+++ GIVEN RECORDS
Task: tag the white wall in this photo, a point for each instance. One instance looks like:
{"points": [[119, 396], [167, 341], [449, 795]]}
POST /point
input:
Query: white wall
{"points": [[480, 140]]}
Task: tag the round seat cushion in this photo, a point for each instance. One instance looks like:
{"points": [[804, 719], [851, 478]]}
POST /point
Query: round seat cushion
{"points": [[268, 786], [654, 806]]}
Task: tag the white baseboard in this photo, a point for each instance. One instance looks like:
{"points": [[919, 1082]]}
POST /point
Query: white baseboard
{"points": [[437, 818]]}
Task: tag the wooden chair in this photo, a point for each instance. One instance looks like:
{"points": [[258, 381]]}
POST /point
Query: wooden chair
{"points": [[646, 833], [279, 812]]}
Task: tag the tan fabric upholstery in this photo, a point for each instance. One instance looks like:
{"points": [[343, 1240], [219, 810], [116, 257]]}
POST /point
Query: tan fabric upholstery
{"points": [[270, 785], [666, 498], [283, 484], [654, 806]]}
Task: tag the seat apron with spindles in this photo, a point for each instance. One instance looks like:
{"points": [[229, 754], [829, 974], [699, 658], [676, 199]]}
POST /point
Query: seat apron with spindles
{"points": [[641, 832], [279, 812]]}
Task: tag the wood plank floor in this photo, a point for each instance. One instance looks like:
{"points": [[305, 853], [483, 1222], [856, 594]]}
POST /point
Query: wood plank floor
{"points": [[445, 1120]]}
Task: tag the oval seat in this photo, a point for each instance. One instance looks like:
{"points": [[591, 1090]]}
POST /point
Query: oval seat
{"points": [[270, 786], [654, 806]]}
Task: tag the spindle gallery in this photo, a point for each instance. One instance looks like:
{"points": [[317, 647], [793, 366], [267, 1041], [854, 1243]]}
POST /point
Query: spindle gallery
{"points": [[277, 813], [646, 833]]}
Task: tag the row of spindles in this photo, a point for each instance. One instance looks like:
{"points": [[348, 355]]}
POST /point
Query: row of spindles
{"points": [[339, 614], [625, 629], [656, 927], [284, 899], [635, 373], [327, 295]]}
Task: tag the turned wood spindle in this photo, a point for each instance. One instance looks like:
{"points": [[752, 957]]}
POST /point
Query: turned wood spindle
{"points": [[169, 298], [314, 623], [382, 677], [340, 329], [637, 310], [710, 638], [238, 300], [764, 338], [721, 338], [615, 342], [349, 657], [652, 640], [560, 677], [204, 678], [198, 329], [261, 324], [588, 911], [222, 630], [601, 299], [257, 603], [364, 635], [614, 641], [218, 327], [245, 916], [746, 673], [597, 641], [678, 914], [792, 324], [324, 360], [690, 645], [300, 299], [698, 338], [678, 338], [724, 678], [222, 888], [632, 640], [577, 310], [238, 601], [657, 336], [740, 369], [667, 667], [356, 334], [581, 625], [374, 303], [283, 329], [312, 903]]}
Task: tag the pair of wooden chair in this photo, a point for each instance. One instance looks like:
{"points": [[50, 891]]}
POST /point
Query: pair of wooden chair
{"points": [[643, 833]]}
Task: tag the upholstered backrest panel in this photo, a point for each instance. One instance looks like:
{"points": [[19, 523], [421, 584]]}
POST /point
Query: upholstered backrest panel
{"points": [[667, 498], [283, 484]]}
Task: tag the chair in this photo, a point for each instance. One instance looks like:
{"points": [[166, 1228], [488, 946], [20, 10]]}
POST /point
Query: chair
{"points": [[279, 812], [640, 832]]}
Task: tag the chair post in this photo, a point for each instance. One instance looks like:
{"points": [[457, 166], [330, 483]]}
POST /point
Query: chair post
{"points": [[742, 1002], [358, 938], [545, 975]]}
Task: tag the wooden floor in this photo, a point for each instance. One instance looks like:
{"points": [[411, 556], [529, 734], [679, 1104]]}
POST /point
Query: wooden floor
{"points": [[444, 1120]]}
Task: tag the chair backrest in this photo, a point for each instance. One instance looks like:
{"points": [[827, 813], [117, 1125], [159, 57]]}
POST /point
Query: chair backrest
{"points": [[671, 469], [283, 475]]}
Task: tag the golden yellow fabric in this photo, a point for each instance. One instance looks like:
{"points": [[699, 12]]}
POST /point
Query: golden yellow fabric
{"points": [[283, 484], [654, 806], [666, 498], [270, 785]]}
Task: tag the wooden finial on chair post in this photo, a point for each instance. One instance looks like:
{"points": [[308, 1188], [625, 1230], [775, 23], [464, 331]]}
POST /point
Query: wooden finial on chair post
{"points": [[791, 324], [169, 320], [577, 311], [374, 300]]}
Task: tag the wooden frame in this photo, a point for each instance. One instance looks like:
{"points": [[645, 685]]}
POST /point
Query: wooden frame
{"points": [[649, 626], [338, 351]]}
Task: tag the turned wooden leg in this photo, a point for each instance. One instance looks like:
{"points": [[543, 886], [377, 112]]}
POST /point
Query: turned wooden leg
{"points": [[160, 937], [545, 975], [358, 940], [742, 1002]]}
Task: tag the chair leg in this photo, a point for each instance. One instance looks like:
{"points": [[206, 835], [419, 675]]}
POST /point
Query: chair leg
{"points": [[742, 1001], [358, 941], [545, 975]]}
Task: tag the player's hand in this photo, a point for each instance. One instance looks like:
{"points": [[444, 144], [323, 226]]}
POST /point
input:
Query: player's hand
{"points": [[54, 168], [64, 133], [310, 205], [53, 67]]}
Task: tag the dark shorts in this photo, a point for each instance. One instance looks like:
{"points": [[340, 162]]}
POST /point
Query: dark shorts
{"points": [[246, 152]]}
++++++
# PROBLEM DETAILS
Copy the stretch from the line containing "Task: tag the turned wooden" through the last of the lines, with "dark shorts" changed to "black shorts" and everything else left the same.

# RESULT OF THIS EXERCISE
Task: tag the turned wooden leg in this photo, a point for each instance. One instance looks like:
{"points": [[543, 886], [377, 112]]}
POST /point
Query: turned wooden leg
{"points": [[160, 937], [545, 975], [358, 940], [742, 1002]]}
Task: tag the chair leg in this photo, a point for each instance. One instance looks like:
{"points": [[206, 835], [419, 675]]}
POST /point
Query: chair leg
{"points": [[742, 1001], [358, 941], [545, 975]]}
Task: tag the player's hand in this photo, a point for each instance. One instance looks like:
{"points": [[444, 144], [323, 226]]}
POST /point
input:
Query: player's hand
{"points": [[54, 168], [64, 133], [310, 205], [53, 67]]}
Task: tag the black shorts in this photo, a point for each instance. One instance looks like:
{"points": [[340, 162]]}
POST /point
Query: black shorts
{"points": [[246, 152]]}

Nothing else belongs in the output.